Source passage =>
****

Okay. We have done also some experiment based on predicate calculus. And so in this case, we have considered, oh, very quickly, three bars, two or three bars. It could be a red
bar and a green bar, or also a blue bar in our experiments. And we were considering an interval, so a line, or it could be also a circle. So we have tried also to consider a line module or something. And in fact, for example, for two bars, the questions that were asked were,
so the first one, D, are they disjoint? Or I, I, is one bar included in the other one, or Y, O, can they intersect, but the shortest is not included in the longest?
So you can see that compared to the input layer where you just, some senses can region of this interval or of the circle. In fact, the propositions that are involved, in fact, are predicates and not just coming from propositional calculus.
So with three bars, the same questions, but of course, with more possibilities. In fact, for example, so these are the first results. If we train with bars of respective lengths, five units and three units for R and G, and if we test with the same lengths, then,
in fact, let's use this figure maybe rather. So here, in fact, a bar can be just encoded by using the center of the bar and the lengths of the bars. In this case,
what we can see is that, in fact, the testing looks almost perfect. I mean, it's because, basically, we are able to, I mean, it's because the testing is done with the same lengths. In
fact, we don't ask to the neural network to generalize in any sense. But if we ask it to generalize, then, for example, by using still for training the bars of lengths five and three, and for testing, for example, with lengths four and six, and also we can exchange the bars now,
for example, the longest one in training becomes the longest, the shortest one in testing. Then, as you can see, the results are not so bad, but it's quite blurry here, here, here, and here. So it's, I mean, of course, it's not bad, but, of course, a little bit
worse than in the preceding case. What is interesting, also, is that if we are considering, for example, less than 300 layers, then the neural network
is not using logics to perform the task, but it's using Fourier analysis. But from three layers and beyond, then it's a logical analysis that is performed.
All right. What is interesting is that disconnection and inclusion only are the most frequent outputs. And in order to decide the inclusion only, in fact, most neurons, instead of training to decide it directly,
they eliminate the two other possibilities, D or II, probably because IO is more difficult from the point of view of predicted calculus than the two other possibilities. But it's just a hypothesis.
Okay, if we have enriched training, in this case, then, in fact, we have a remarkable logical behavior, where we, just by using, in fact, the outputs of two neurons, we can basically
answer to the questions that are asked. Of course, it's, I mean, it needs quite high generalization power from the neural network, but it's not bad at all.
There is also a very nice relation between the weights on the, I mean, the lattice weights and the logic. In fact, what is interesting is that at the last layers, in fact, weights, it is as if weights were performing the proof. Sorry, because here we can see that,
for example, sorry, maybe it's, yes, if you're considering, for example, the histogram of deductive power of the weights applied to quantize activities, if you are considering all possible triplets of neurons, this layer,
in this case, it's six objective functions, so it's three colors, then you can see that the weights are, I mean, are distributed basically in almost everywhere, let's say,
but if you just select the triplets that are, I mean, the interesting triplets, then the weights, in fact, become much more, I mean, have a distribution that is much more
narrow, and so it's really because, in this case, they are, in fact, they basically perform the proof from the, for example, the last hidden layer to the output layer.

****

Job 1 => Copy the dataset records below, all of them, without changing anything.

Dataset records =>

****

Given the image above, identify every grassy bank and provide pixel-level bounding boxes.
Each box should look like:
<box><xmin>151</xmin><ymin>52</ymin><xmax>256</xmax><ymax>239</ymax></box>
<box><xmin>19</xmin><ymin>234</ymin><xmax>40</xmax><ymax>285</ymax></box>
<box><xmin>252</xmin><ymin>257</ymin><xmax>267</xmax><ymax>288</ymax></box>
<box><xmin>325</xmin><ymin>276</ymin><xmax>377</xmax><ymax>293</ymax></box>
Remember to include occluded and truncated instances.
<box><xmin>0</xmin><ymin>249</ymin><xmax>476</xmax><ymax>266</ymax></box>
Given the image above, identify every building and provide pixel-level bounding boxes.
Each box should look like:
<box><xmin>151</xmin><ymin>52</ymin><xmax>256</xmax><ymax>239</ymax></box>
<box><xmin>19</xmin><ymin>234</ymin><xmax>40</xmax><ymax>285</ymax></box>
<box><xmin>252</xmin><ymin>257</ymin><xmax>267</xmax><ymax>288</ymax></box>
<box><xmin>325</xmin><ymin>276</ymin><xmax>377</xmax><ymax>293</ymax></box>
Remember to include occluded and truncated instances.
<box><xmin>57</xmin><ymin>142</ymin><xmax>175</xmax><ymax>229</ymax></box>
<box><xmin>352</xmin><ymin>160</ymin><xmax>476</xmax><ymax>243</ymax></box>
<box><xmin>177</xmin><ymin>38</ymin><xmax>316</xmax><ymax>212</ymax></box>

****

Job 2 => According to the talk transcript on neural networks and predicate calculus, why does testing with bars of the same lengths as in training look almost perfect?

Task solution 1 =>
Given the image above, identify every grassy bank and provide pixel-level bounding boxes.
Each box should look like:
<box><xmin>151</xmin><ymin>52</ymin><xmax>256</xmax><ymax>239</ymax></box>
<box><xmin>19</xmin><ymin>234</ymin><xmax>40</xmax><ymax>285</ymax></box>
<box><xmin>252</xmin><ymin>257</ymin><xmax>267</xmax><ymax>288</ymax></box>
<box><xmin>325</xmin><ymin>276</ymin><xmax>377</xmax><ymax>293</ymax></box>
Remember to include occluded and truncated instances.
<box><xmin>0</xmin><ymin>249</ymin><xmax>476</xmax><ymax>266</ymax></box>
Given the image above, identify every building and provide pixel-level bounding boxes.
Each box should look like:
<box><xmin>151</xmin><ymin>52</ymin><xmax>256</xmax><ymax>239</ymax></box>
<box><xmin>19</xmin><ymin>234</ymin><xmax>40</xmax><ymax>285</ymax></box>
<box><xmin>252</xmin><ymin>257</ymin><xmax>267</xmax><ymax>288</ymax></box>
<box><xmin>325</xmin><ymin>276</ymin><xmax>377</xmax><ymax>293</ymax></box>
Remember to include occluded and truncated instances.
<box><xmin>57</xmin><ymin>142</ymin><xmax>175</xmax><ymax>229</ymax></box>
<box><xmin>352</xmin><ymin>160</ymin><xmax>476</xmax><ymax>243</ymax></box>
<box><xmin>177</xmin><ymin>38</ymin><xmax>316</xmax><ymax>212</ymax></box>

Task solution 2 => Testing uses the same bar lengths as training (five and three units). The neural network therefore isn't asked to generalize in any sense.